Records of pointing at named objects

↓

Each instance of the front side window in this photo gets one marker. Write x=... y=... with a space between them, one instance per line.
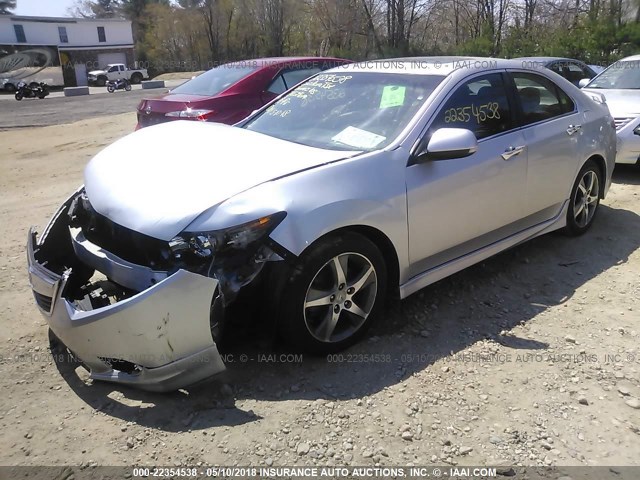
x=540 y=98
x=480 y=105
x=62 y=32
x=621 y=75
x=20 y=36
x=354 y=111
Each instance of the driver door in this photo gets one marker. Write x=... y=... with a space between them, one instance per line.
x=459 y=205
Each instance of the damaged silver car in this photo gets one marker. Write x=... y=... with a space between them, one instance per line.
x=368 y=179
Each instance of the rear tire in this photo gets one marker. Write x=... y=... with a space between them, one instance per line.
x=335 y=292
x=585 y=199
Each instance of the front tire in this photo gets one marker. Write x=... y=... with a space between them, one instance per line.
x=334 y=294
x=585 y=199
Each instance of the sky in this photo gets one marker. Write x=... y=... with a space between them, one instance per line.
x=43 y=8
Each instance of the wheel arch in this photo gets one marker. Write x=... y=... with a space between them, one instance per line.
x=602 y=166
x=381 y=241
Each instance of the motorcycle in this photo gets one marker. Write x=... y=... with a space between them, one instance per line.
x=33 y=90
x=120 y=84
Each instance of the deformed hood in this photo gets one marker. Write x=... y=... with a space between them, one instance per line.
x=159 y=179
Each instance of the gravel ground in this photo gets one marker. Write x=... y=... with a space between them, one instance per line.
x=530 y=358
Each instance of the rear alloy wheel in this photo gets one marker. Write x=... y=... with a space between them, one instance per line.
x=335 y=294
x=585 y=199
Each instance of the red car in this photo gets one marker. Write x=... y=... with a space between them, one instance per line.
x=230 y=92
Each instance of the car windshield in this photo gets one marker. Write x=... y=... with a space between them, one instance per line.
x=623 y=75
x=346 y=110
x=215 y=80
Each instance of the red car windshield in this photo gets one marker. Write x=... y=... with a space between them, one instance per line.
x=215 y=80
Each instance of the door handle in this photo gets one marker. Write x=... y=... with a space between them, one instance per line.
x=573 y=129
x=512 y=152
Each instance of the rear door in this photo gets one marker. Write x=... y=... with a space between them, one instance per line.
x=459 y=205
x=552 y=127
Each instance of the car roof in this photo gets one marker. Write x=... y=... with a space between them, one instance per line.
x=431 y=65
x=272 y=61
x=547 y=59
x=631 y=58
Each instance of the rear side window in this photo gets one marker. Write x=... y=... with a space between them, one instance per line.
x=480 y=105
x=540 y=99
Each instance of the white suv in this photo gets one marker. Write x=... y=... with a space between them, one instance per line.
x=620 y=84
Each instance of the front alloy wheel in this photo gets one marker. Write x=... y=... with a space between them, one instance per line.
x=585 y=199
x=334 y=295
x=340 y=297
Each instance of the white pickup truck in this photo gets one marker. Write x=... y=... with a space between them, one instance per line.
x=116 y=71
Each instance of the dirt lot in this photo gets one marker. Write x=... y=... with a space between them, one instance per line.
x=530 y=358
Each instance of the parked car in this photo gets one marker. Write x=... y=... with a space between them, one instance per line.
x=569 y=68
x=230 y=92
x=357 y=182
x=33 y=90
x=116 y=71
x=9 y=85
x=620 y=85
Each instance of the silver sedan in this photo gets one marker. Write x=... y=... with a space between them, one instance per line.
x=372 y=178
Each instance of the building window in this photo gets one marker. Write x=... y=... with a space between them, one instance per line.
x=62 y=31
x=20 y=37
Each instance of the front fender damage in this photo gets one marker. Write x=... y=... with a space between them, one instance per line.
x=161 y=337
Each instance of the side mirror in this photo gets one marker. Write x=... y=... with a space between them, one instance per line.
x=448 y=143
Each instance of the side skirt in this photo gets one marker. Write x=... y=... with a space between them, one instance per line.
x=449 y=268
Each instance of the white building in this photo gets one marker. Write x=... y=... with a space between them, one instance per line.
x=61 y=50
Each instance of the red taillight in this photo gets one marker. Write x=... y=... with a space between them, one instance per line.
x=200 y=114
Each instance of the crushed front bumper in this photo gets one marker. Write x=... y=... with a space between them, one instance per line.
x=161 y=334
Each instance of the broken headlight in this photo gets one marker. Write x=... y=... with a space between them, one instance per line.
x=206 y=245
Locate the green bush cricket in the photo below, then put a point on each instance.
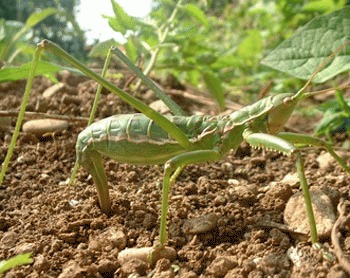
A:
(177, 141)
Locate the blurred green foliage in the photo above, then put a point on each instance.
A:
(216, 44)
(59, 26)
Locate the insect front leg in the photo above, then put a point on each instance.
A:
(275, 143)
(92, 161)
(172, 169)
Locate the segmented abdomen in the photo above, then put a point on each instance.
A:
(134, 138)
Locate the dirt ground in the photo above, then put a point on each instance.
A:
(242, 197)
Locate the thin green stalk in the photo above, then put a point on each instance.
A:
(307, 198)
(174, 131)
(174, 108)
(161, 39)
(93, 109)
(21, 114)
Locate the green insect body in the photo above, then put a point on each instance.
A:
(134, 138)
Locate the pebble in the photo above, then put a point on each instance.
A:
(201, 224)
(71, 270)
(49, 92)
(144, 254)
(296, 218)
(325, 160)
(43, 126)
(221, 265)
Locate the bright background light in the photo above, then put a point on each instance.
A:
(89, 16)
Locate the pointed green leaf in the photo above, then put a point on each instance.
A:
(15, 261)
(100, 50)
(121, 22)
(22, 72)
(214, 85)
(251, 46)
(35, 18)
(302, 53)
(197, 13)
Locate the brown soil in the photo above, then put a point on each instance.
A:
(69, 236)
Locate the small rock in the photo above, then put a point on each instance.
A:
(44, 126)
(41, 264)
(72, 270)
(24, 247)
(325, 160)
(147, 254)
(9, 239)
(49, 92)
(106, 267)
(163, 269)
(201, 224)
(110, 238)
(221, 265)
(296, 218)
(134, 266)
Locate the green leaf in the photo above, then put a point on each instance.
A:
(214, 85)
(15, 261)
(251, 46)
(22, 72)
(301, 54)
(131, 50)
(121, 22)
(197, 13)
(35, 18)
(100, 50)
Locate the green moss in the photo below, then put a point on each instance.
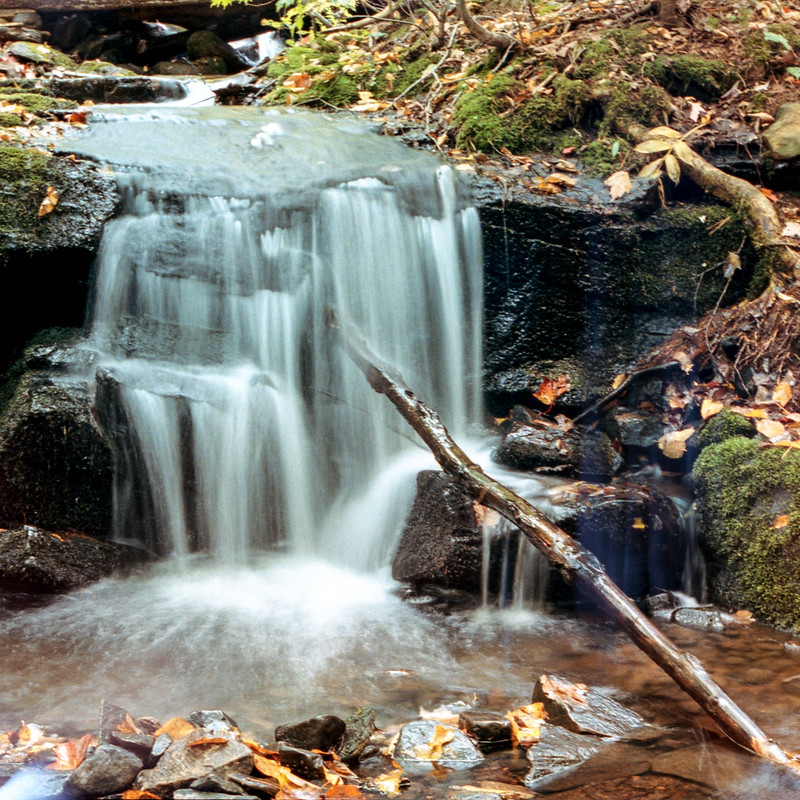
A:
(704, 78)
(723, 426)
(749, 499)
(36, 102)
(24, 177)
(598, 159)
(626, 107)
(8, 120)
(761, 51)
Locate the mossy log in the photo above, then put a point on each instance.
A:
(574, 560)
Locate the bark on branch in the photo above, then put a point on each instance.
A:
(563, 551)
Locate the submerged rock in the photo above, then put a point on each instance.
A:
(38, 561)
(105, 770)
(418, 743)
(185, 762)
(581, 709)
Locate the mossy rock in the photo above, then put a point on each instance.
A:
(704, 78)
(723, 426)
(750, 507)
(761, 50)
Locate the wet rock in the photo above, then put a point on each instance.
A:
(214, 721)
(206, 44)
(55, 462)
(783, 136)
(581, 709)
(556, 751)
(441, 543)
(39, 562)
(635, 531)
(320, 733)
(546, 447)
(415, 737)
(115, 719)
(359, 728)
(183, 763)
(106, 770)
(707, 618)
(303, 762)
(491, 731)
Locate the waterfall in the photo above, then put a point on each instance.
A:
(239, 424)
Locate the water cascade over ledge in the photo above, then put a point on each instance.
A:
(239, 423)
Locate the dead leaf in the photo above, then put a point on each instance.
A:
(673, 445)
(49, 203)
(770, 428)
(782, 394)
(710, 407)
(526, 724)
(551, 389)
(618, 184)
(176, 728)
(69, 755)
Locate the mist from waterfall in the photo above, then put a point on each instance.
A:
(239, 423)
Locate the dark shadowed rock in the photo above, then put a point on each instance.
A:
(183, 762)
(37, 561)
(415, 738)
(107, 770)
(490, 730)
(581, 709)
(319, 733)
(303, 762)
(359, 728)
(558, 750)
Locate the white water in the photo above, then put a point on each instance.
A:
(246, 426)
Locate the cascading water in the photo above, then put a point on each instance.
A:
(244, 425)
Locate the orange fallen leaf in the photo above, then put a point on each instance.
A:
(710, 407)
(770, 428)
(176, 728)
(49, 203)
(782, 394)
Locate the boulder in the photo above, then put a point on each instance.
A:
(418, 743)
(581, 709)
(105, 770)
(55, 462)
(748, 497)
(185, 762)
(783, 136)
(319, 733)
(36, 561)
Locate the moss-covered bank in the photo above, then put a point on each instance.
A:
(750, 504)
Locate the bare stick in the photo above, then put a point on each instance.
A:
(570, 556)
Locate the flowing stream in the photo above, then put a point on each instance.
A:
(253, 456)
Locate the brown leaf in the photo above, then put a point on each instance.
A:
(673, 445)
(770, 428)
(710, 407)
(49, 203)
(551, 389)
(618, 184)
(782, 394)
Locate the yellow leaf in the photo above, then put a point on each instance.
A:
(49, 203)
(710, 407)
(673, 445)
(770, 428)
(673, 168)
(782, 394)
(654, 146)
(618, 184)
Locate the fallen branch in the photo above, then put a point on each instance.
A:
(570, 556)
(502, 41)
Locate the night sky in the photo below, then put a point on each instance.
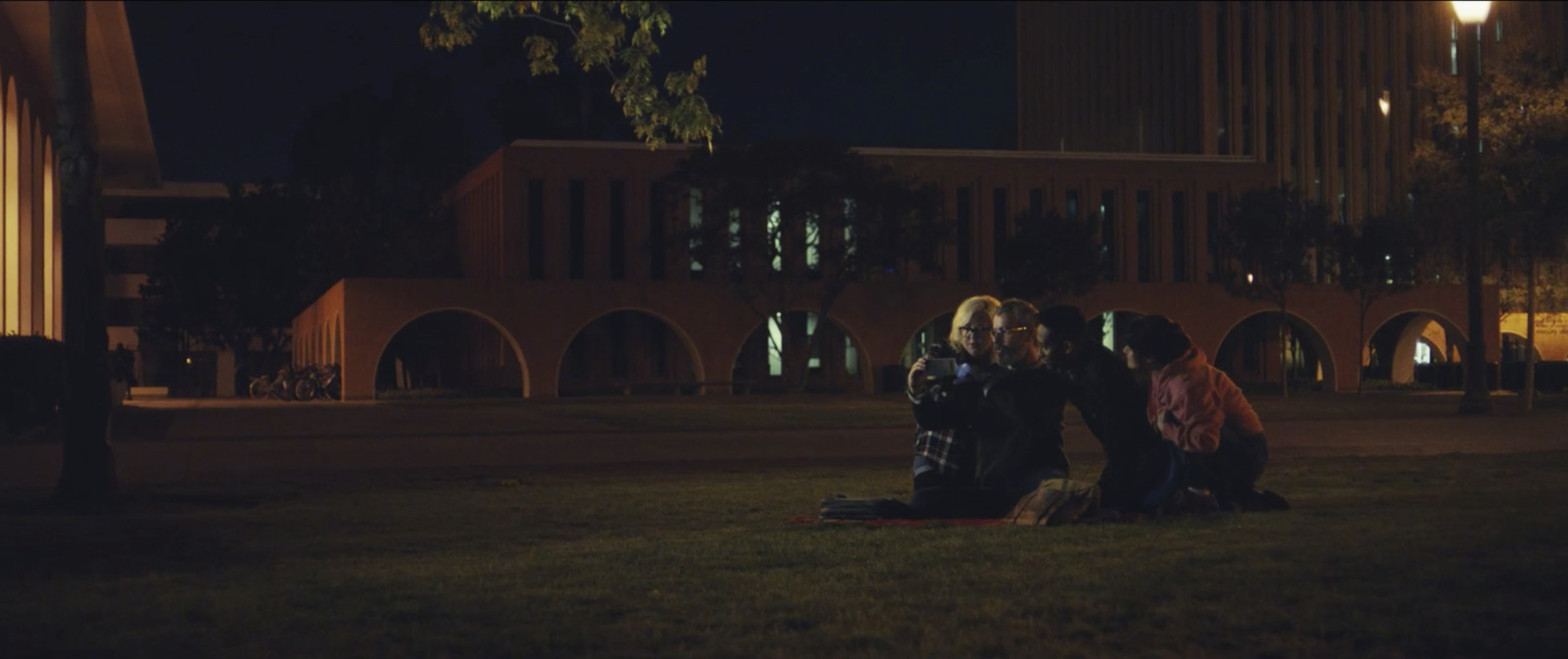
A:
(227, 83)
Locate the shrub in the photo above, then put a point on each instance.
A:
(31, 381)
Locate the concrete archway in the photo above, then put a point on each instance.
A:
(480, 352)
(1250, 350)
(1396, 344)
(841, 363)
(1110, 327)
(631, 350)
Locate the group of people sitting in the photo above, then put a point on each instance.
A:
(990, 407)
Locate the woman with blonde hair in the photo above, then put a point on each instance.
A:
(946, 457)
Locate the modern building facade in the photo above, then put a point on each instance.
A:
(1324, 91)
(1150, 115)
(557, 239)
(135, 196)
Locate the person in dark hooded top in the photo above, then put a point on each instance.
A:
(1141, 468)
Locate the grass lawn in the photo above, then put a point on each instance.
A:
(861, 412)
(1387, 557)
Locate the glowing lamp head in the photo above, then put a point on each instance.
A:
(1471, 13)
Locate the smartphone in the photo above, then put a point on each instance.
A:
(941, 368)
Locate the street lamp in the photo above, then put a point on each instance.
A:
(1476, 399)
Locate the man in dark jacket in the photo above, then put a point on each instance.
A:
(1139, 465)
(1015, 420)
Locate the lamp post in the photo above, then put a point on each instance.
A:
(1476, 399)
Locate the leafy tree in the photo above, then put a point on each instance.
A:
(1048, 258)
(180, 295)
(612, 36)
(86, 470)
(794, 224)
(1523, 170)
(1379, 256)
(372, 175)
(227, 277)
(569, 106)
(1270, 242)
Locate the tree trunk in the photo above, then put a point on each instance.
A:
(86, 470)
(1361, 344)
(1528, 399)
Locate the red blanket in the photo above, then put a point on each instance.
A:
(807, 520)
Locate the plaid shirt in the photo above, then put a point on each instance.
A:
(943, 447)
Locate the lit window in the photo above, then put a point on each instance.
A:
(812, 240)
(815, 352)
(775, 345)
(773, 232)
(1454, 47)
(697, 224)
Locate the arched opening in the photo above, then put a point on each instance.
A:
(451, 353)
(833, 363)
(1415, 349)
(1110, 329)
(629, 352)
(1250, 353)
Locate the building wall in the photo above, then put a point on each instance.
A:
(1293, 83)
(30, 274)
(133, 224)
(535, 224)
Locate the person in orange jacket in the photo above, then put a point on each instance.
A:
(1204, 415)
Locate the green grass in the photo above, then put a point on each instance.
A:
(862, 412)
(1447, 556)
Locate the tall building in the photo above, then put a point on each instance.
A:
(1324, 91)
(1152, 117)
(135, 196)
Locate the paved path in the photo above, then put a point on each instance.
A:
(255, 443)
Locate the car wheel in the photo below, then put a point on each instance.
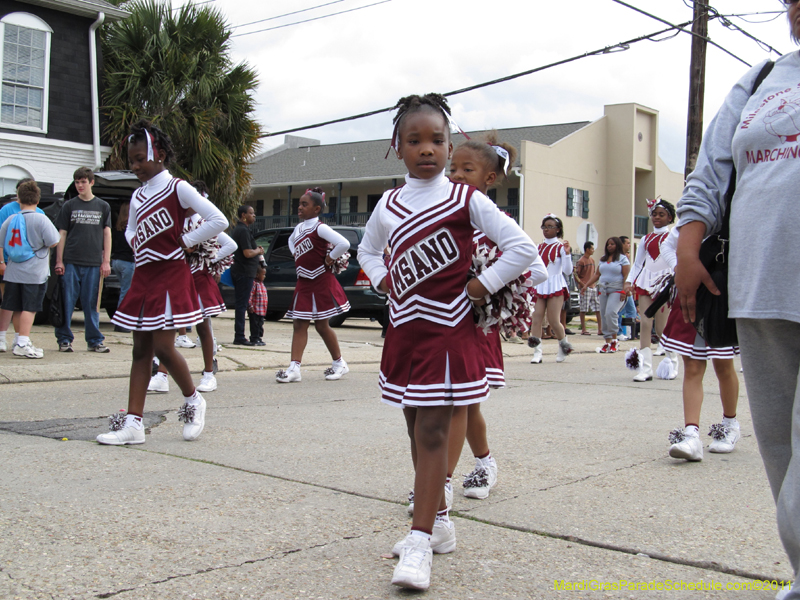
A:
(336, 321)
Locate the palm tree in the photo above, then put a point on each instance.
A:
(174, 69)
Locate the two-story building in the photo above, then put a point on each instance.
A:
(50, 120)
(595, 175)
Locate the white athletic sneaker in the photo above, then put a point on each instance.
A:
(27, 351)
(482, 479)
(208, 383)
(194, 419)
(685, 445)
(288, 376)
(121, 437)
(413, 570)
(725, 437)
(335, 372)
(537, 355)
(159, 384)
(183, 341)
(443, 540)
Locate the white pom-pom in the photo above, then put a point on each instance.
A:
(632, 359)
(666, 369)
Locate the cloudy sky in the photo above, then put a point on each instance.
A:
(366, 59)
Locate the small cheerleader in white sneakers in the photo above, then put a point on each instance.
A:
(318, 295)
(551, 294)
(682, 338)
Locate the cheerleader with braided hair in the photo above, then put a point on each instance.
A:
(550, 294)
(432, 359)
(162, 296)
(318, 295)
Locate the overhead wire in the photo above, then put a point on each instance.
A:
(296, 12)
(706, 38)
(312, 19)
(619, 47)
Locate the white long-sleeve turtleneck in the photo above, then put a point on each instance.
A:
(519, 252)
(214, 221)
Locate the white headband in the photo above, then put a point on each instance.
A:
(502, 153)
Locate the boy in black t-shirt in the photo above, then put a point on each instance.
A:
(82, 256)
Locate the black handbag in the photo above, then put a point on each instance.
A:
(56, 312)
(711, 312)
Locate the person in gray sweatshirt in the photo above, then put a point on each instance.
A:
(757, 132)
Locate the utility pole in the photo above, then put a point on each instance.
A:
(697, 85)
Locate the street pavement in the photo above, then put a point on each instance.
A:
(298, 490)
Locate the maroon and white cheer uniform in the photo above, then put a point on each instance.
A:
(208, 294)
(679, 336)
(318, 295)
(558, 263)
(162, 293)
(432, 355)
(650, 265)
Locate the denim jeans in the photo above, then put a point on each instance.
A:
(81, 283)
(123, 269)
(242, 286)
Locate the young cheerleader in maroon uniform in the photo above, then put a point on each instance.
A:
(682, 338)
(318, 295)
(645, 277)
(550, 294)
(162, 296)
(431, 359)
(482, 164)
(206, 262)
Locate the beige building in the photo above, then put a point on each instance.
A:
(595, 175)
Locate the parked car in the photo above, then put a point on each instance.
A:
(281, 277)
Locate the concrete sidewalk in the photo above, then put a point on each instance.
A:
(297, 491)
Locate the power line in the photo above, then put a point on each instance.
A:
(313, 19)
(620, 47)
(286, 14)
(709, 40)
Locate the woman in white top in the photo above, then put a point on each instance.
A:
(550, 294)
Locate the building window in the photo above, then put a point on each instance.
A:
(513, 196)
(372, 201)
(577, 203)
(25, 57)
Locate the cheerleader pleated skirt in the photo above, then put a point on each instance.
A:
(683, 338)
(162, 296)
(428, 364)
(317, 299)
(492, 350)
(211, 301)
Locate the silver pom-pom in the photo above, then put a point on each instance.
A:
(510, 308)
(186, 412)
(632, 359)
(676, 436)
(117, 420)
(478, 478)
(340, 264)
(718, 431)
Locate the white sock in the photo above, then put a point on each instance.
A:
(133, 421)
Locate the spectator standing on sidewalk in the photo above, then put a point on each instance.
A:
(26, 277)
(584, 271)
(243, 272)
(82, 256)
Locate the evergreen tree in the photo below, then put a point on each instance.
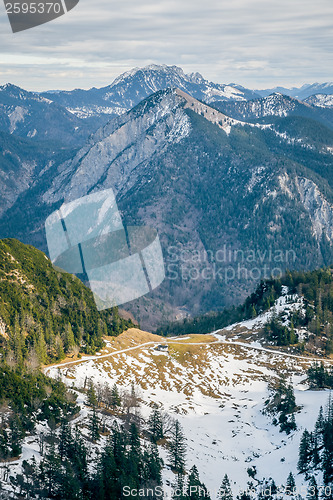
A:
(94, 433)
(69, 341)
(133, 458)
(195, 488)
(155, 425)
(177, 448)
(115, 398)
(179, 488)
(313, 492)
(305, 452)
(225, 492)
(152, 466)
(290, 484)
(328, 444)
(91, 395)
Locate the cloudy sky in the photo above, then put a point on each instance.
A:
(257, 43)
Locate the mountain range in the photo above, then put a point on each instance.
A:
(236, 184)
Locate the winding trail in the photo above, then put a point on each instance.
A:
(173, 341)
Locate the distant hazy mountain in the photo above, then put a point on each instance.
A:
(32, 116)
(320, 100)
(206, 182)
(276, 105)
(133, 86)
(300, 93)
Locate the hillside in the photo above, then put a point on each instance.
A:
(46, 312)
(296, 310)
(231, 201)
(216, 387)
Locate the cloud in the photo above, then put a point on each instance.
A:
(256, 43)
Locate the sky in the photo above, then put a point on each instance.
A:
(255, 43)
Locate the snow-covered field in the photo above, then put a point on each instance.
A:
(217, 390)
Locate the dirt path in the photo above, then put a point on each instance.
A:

↑

■ Written exercise ■
Reproduce the records verbatim from their first line through the line containing "x=368 y=179", including both ends. Omit the pictures from the reproduction.

■ Finished task ■
Each instance of the front side window in this photo gets one marker. Write x=... y=... with a space between them, one instance per line.
x=540 y=98
x=480 y=105
x=62 y=32
x=621 y=75
x=20 y=36
x=354 y=111
Each instance of the driver door in this photo gets one marker. Write x=... y=... with a space between them, one instance per line.
x=459 y=205
Each instance of the damaged silver car in this photo gets one marker. Write x=... y=... with a space between them, one instance per line.
x=368 y=179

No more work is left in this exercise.